## Problem to work on
Return the lines below that contain "clicks".

START Exercise materials

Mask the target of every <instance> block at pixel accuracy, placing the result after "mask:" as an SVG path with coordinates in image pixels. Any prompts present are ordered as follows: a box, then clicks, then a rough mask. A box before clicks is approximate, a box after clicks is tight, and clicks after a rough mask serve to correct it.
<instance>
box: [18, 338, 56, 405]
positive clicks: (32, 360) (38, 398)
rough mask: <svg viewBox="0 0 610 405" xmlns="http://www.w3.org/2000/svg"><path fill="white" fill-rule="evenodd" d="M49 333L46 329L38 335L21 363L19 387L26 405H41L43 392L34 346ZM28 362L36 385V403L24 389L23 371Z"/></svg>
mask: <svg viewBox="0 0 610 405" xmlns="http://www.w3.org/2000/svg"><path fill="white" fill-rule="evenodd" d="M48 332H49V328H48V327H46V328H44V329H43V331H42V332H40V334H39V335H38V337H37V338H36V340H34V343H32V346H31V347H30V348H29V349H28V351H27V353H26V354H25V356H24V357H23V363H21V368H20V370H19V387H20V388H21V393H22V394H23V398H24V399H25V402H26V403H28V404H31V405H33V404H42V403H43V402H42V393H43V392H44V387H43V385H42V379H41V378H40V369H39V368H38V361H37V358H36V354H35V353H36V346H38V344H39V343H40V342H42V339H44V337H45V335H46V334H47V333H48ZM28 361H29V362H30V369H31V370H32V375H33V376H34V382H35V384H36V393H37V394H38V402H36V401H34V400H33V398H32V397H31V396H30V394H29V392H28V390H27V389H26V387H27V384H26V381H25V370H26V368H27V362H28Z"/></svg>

END Exercise materials

## Task solution
Mask the target of every <instance> block at pixel accuracy, placing the result after "mask:" as an SVG path with coordinates in image pixels. Any prompts present are ordered as follows: a box, then clicks, then a rough mask. A box before clicks is approximate, a box after clicks is tight, and clicks after a rough mask serve to correct it.
positive clicks: (32, 360) (38, 398)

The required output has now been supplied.